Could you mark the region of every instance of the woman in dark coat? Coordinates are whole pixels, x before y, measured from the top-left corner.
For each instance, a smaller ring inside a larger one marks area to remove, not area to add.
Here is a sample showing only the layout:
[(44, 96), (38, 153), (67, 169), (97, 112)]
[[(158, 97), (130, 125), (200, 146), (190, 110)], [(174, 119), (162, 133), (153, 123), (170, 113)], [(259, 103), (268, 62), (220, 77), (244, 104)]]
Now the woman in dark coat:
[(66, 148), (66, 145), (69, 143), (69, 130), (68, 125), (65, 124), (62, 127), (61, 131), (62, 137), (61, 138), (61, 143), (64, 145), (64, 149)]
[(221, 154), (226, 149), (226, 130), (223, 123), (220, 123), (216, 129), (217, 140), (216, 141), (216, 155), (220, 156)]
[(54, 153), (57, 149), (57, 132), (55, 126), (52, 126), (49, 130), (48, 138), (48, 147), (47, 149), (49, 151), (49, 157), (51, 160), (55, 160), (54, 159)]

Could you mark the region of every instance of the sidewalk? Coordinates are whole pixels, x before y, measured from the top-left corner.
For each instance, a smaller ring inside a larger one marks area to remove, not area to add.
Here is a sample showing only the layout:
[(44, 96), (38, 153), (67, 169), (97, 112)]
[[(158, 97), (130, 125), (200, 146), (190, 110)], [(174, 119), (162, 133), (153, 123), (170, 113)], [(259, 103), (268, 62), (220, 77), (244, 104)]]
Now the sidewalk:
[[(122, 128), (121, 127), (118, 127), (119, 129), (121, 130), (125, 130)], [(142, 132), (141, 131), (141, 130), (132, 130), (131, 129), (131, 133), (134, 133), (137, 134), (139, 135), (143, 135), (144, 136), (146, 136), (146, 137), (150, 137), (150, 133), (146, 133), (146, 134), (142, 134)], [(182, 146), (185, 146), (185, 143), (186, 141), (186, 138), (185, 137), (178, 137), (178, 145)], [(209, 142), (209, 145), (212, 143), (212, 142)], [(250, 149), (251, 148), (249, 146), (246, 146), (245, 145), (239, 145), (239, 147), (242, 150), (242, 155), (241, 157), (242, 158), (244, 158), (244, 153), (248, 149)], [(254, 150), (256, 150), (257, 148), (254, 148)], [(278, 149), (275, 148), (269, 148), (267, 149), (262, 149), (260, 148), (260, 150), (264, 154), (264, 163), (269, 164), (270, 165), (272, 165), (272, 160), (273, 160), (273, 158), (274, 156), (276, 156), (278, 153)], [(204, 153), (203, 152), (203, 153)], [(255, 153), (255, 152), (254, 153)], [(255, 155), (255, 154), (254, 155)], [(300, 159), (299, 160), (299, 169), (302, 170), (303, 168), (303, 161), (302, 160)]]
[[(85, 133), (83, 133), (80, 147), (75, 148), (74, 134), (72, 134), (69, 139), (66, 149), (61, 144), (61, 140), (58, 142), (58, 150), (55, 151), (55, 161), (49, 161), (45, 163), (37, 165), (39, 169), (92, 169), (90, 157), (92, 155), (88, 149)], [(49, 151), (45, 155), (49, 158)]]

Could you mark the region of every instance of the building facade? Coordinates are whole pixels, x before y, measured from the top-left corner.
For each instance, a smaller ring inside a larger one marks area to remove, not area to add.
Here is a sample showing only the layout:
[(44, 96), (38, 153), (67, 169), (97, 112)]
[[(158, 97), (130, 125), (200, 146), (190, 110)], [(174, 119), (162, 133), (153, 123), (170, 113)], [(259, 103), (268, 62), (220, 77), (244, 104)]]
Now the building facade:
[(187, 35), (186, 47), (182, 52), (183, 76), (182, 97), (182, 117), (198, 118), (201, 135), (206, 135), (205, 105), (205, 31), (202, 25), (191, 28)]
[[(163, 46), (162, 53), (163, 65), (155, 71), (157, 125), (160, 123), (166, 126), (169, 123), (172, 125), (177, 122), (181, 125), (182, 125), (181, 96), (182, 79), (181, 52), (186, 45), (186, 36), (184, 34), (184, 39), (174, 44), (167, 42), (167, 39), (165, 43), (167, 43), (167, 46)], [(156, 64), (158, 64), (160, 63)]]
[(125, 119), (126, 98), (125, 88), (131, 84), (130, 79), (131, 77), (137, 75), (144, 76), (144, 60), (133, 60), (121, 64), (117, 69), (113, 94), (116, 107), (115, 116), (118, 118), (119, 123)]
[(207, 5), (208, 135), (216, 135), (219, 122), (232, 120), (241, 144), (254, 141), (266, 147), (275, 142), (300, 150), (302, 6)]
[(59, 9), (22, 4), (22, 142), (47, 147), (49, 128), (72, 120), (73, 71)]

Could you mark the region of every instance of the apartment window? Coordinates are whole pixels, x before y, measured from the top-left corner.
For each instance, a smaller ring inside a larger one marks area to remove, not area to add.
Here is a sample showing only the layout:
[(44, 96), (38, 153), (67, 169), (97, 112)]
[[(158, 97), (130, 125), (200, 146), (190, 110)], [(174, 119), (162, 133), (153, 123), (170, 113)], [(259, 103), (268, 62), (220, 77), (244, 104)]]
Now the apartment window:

########################################

### GIVEN REQUEST
Copy out the records again word for word, from the line with "Could you mark the region of every instance of the building" up to and including the line with "25), (191, 28)]".

### WORKED SOLUTION
Could you mark the region of every instance of the building facade? Coordinates are whole pixels, x before y, measured from the top-left corner.
For each instance, a smaller ring inside a larger one marks area to remove, not area to add.
Here is a sample showing only the layout:
[(44, 96), (38, 153), (67, 169), (97, 112)]
[[(158, 97), (130, 125), (200, 146), (190, 110)], [(174, 119), (162, 133), (153, 123), (170, 113)], [(259, 103), (268, 62), (220, 77), (244, 104)]]
Now the building facade:
[(187, 35), (186, 47), (182, 52), (183, 76), (182, 97), (182, 117), (198, 118), (201, 135), (206, 135), (205, 105), (205, 31), (202, 25), (191, 28)]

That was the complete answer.